> **Requirements**: Reproduce the passage of the book roundup below, from "Hard Like Water by" up to and including "at its finest.".

> **Extract to read**:
Where would we be without the inescapable genius that is Lisa Taddeo? This June, the author of Three Women brings us her first novel, Animal. Fans of Taddeo’s honest, unflinching tone will love the story of Joan, who watches her partner commit a horrific act of violence and flees New York to find solace and recover. In Animal, Taddeo touches on many of the same themes as TW, including the intricacies of feminine desire and the strength of female rage, while also showing off an excellent knack for page-turning fiction. A truly captivating debut.

Animal by Lida Taddeo will be released on 24th June. Pre-order the book here.


by Otegha Uwagba

If you’ve not yet read Little Black Book and Whites, please, stop what you’re doing and get to a bookshop, stat. Otegha Uwagba is a wonderfully deft interrogator of everything from interracial dynamics to how we succeed as working women; her books act as manuals for a modern age. We Need To Talk About Money, out in July, is set to be no different: a blend of memoir and cultural commentary, this unpacks Uwagba’s own relationship with money and explores the topic in a wider way, too, discussing how our finances shape our lives. In short, Uwagba has done it again – another essential read.

We Need To Talk About Money by Otegha Uwagba will be released on 8th July. Pre-order the book here.


Paula Hawkins

This latest thriller from the doyenne of suburban noir should be number one on your shopping list if you’re looking for a good mystery, simmering with malice. The author of The Girl On The Train and Into The Water has achieved literary alchemy with her latest number, which features all the hallmarks of her last successes: unreliable narrators, unbearable tension and terror in the most banal of places. To read this, we recommend you block out an entire weekend – you won’t want to stop once you’ve started.

A Slow Fire Burning by Paula Hawkins will be released on 31st August. Pre-order the book here.


Yan Lianke

Yan Lianke is widely regarded as one of China’s greatest contemporary writers and Hard Like Water, which hits shelves in June, is predicted to become a new future classic. Following the love affair of Ajun and Hongmei during China’s Cultural Revolution, this is a powerful, multi-faceted book that questions everything from marriage to sexual desire, power and the dangers of hubris.

Hard Like Water by Yan Lianke will be released on 3rd June. Pre-order the book here.



by Bella Mackie

Podcaster, journalist, author…it seems there’s very little Bella Mackie can’t do. This summer, she’s releasing her third book (and first novel), How To Kill Your Family. When Grace Bernard discovers her absent, millionaire father has rejected her dying mother’s plea for help, she calmly sets about doing away with his loved ones – before she’s imprisoned for a murder she hasn’t committed. Wonderfully chilling in the most amusing way, this is Killing Eve-style comedy at its finest.

How To Kill Your Family by Bella Mackie will be released on 22nd July. Pre-order the book here.


by Lionel Shriver

It’s pretty obvious that Lionel Shriver doesn’t need an introduction, but the award-winning author of We Need To Talk About Kevin has surpassed even herself with her latest novel, Should We Stay Or Should We Go. The idea sounds thoroughly complicated: a couple, who agree to commit suicide together when they turn 80, have doubts when the time comes; twelve parallel universes follow, each exploring a possible future for the pair, from a hellish retirement home to cryogenic preservation. The result is surprisingly simple: funny and touching, it takes a frank look at ageing – and its unexpected upsides.

> **Supplied information**:
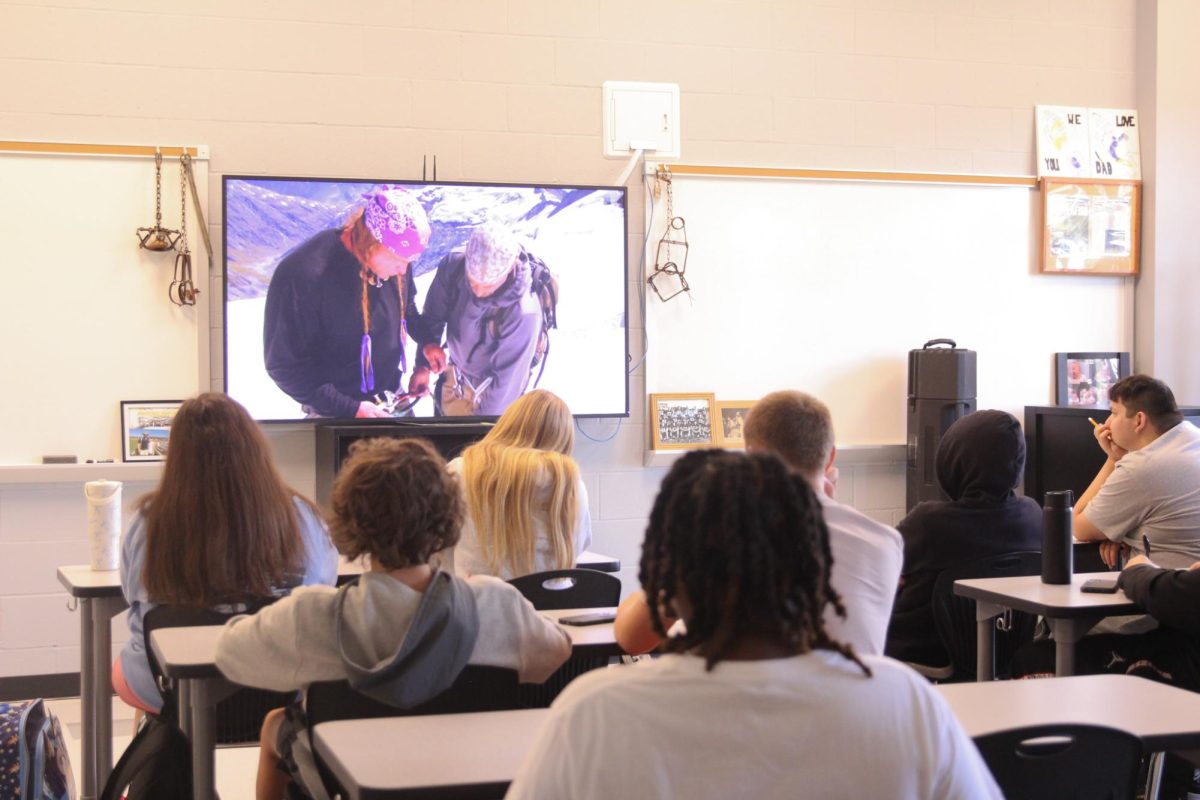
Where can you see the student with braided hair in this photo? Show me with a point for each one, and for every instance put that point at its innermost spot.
(756, 698)
(867, 554)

> **Reply to the task**:
Hard Like Water by Yan Lianke will be released on 3rd June. Pre-order the book here.



by Bella Mackie

Podcaster, journalist, author…it seems there’s very little Bella Mackie can’t do. This summer, she’s releasing her third book (and first novel), How To Kill Your Family. When Grace Bernard discovers her absent, millionaire father has rejected her dying mother’s plea for help, she calmly sets about doing away with his loved ones – before she’s imprisoned for a murder she hasn’t committed. Wonderfully chilling in the most amusing way, this is Killing Eve-style comedy at its finest.